*AIM OF THE EXERCISE*
Please put the lines of the rows below into a single numbered list, one line per item, and leave out the blank lines.
****************
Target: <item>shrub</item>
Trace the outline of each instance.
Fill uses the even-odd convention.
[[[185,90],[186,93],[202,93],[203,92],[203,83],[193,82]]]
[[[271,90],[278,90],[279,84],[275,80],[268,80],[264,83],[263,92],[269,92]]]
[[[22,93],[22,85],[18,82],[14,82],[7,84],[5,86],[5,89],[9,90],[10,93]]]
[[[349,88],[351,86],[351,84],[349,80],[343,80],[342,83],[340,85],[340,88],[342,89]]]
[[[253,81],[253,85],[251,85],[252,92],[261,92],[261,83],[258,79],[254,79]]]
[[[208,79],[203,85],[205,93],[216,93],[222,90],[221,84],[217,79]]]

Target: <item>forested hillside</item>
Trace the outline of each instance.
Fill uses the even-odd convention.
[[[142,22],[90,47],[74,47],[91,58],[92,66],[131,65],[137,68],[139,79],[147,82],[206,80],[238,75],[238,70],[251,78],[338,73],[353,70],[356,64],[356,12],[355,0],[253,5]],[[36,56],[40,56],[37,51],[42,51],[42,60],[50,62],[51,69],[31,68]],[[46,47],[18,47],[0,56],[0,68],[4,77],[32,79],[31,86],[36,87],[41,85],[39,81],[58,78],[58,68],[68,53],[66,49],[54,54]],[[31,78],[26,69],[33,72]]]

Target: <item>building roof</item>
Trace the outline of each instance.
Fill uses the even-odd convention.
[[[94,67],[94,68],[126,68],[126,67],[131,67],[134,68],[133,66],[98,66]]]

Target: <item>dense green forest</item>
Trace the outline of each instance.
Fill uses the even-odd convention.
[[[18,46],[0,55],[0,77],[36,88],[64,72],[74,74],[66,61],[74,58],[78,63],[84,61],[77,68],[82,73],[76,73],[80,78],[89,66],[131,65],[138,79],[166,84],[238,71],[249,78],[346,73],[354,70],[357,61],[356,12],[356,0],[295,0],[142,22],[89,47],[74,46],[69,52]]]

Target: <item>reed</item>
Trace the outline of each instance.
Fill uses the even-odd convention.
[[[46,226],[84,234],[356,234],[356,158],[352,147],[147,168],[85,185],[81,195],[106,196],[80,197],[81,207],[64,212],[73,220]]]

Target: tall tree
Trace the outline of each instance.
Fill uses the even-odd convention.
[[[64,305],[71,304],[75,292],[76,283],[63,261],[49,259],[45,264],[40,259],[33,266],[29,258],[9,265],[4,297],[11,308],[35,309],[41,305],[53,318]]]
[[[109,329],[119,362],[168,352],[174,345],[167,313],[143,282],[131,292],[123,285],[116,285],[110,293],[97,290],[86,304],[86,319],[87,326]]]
****************
*EXERCISE ANSWER*
1. Target: <item>shrub</item>
2. Trace the outline of each instance.
3. Fill uses the even-odd convention.
4. [[[185,90],[186,93],[202,93],[203,92],[203,83],[193,82]]]
5. [[[271,90],[278,90],[279,84],[275,80],[268,80],[264,83],[263,92],[269,92]]]
6. [[[22,93],[22,85],[18,82],[14,82],[7,84],[5,86],[5,89],[9,90],[10,93]]]
7. [[[349,88],[351,86],[351,84],[349,80],[343,80],[342,83],[340,85],[340,88],[342,89]]]
8. [[[253,81],[253,85],[251,85],[252,92],[261,92],[261,83],[258,79],[254,79]]]
9. [[[208,79],[203,85],[205,93],[216,93],[222,90],[221,84],[217,79]]]
10. Target: <item>forested hillside</item>
11. Trace the outline of each instance.
12. Fill uses the even-odd convention.
13. [[[142,22],[90,47],[74,47],[91,58],[92,66],[131,65],[137,68],[139,79],[147,82],[206,80],[238,75],[238,70],[251,78],[338,73],[353,70],[356,64],[356,12],[355,0],[253,5]],[[36,56],[40,56],[37,51],[42,51],[42,60],[50,62],[51,69],[31,68]],[[46,47],[18,47],[0,56],[0,68],[4,77],[32,79],[31,86],[36,87],[41,85],[39,81],[58,78],[58,68],[68,53],[66,49],[54,54]],[[31,78],[26,69],[33,72]]]
14. Target: <item>building roof</item>
15. Trace the outline of each instance.
16. Fill uses the even-odd convention.
17. [[[94,67],[94,68],[126,68],[126,67],[131,67],[134,68],[133,66],[98,66]]]
18. Target: <item>dense green forest</item>
19. Trace the outline of each instance.
20. Fill uses the even-odd convention.
21. [[[18,46],[0,55],[0,77],[36,88],[64,72],[74,74],[66,61],[74,58],[78,63],[84,61],[77,68],[82,73],[76,73],[80,78],[89,66],[131,65],[138,79],[166,84],[238,71],[249,78],[346,73],[354,70],[357,61],[356,12],[356,0],[295,0],[142,22],[89,47],[74,46],[69,52]]]
22. Target: <item>reed</item>
23. Trace the outline of each instance.
24. Fill uses the even-odd convention.
25. [[[46,226],[84,234],[356,234],[356,158],[352,147],[147,168],[85,185],[81,195],[106,196],[80,197],[81,207],[64,212],[73,220]]]
26. Target: tall tree
27. Trace the outline of each instance.
28. Fill uses the even-odd convention.
29. [[[64,305],[71,304],[75,292],[76,283],[63,261],[49,259],[45,264],[40,259],[33,266],[29,258],[9,265],[4,297],[11,308],[35,309],[41,305],[53,318]]]
30. [[[109,329],[119,362],[168,352],[174,345],[167,313],[143,282],[131,292],[123,285],[116,285],[110,293],[97,290],[86,304],[86,319],[87,326]]]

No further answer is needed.